## [Passage shown]
5 Steps to a Better Breast Cancer Outcome

By
Health Monitor Staff

Stress-reducing strategies can help. Find time for activities you enjoy, such as watching comedies (laughter's good!) or listening to music. Try deep breathing, progressive muscle relaxation or visualization. Consider learning biofeedback, which helps you monitor body functions (breathing, heart rate, blood pressure) and then alter them through relaxation or imagery.

Physical therapy, including evaluation before and after surgery, is a covered service for breast cancer patients. Therapeutic massage can melt away tension and reduce post-mastectomy pain and swelling. Yoga also can be useful. It emphasizes gentle stretching, breathing and relaxation, and it can help you reduce stress by focusing on positive, healing thoughts.

Stay connected to build relationships

When your emotions are in turmoil, it can be an enormous relief to talk to someone about what you're going through. Making that connection—whether with a friend, spiritual counselor or support group—can really improve your quality of life.

You can find support groups at your hospital or through advocacy organizations. Some of these, such as the American Cancer Society and other resources, have programs pairing women with cancer survivors who offer valuable support.

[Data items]
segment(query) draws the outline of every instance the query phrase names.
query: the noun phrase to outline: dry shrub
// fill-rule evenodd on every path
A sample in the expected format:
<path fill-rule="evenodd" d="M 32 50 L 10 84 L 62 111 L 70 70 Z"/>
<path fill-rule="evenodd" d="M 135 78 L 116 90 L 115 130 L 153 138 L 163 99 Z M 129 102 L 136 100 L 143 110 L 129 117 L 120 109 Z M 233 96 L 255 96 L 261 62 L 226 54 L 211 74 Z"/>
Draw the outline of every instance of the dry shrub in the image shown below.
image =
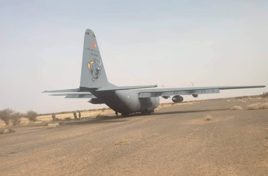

## [Exercise]
Do these statements agree with the breast cancer article? (a) Physical therapy is a covered service for breast cancer patients. (b) Support groups can be found only at hospitals. (c) Yoga emphasizes vigorous exercise. For each, answer yes or no and quote the words from the article that decide it.

## [Output]
(a) Yes: "Physical therapy, including evaluation before and after surgery, is a covered service for breast cancer patients."
(b) No: "You can find support groups at your hospital or through advocacy organizations."
(c) No: "It emphasizes gentle stretching, breathing and relaxation"